• _Soal singkat 1_
Ada berapa baris catatan di bawah yang memuat kata "jacket"? Tuliskan angkanya saja.

• _Teks yang diberikan_
• • • • • • •

Tomas Simorangkir Julu Minta Polres Kaji Ulang Penetapan Tersangka Jualbeli Hutan

Kades Simorangkir Julu Daniel Simorangkir bersama Tokoh Masyarakat Jan Mangasa Simorangkir dan Ketua KTH Kasih Bersatu Dingin Alfredo Simorangkir saat konfrensi pers terkait telah dibentuknya KTH dan sudah diusulkan ke Kemenhut. ORBIT/Jumpa P Manullang

Tarutung-ORBIT: Pascaditetapkannya 2 orang tersangka oleh Polres Tapanuli Utara atas kasus dugaan jual beli lahan di kawasan hutan Pea Tolong Simorangkir Julu Siatas Barita baru-baru ini, tokoh masyarakat (Tomas) Siatas Barita meminta polisi mengkaji ulang dasar hukum yang digunakan untuk menjerat keduanya.

Salahsatunya dengan menggunakan Peraturan Presiden Nomor 88 Tahun 2017. Dalam Pepres tersebut disebutkan, apabila secara turun temurun selama 20 tahun telah mengusahai lahan hutan maka itu langsung diberikan hak atau bukti kepemilikan yang sah oleh pemerintah kepada yang mengusahakannya.

• • • • • • •

• _Catatan yang diberikan_
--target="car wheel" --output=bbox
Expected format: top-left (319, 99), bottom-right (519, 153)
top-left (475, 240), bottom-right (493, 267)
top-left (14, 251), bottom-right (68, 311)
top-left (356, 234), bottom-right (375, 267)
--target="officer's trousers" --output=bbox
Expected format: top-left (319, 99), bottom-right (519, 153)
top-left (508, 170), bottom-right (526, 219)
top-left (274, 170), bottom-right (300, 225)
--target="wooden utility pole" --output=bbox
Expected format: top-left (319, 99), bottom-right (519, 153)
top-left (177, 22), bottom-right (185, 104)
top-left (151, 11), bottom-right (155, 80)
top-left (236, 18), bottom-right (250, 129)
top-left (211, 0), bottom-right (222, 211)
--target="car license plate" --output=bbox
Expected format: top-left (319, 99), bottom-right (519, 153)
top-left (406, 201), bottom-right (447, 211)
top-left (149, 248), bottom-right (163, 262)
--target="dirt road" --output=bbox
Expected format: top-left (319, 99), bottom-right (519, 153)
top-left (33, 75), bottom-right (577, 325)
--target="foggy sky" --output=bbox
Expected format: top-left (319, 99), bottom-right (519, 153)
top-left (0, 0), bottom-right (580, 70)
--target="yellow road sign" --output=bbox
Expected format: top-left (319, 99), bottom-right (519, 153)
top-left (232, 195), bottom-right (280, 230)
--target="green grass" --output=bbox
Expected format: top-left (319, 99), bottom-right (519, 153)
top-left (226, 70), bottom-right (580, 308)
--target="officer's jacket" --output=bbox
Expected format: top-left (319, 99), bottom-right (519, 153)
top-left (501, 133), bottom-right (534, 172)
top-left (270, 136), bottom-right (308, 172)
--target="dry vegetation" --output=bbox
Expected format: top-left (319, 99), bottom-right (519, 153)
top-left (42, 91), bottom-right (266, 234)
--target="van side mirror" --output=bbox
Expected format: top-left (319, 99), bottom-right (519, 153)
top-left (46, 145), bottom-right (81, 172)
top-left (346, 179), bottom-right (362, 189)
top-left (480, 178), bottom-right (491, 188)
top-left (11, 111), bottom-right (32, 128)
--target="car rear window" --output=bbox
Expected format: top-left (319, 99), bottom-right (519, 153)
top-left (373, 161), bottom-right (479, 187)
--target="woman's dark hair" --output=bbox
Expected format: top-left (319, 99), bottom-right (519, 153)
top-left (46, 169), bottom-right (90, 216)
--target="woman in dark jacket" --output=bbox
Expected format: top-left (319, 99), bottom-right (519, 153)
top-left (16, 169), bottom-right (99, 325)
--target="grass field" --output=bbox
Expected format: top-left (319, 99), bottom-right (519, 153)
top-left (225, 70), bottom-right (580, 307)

• • • • • • •

• _Soal singkat 2_
Salin ulang seluruh teks di atas tentang penetapan tersangka jual beli hutan, tanpa mengubah apa pun.

• _Jawaban benar 1_
2

• _Jawaban benar 2_
Tomas Simorangkir Julu Minta Polres Kaji Ulang Penetapan Tersangka Jualbeli Hutan

Kades Simorangkir Julu Daniel Simorangkir bersama Tokoh Masyarakat Jan Mangasa Simorangkir dan Ketua KTH Kasih Bersatu Dingin Alfredo Simorangkir saat konfrensi pers terkait telah dibentuknya KTH dan sudah diusulkan ke Kemenhut. ORBIT/Jumpa P Manullang

Tarutung-ORBIT: Pascaditetapkannya 2 orang tersangka oleh Polres Tapanuli Utara atas kasus dugaan jual beli lahan di kawasan hutan Pea Tolong Simorangkir Julu Siatas Barita baru-baru ini, tokoh masyarakat (Tomas) Siatas Barita meminta polisi mengkaji ulang dasar hukum yang digunakan untuk menjerat keduanya.

Salahsatunya dengan menggunakan Peraturan Presiden Nomor 88 Tahun 2017. Dalam Pepres tersebut disebutkan, apabila secara turun temurun selama 20 tahun telah mengusahai lahan hutan maka itu langsung diberikan hak atau bukti kepemilikan yang sah oleh pemerintah kepada yang mengusahakannya.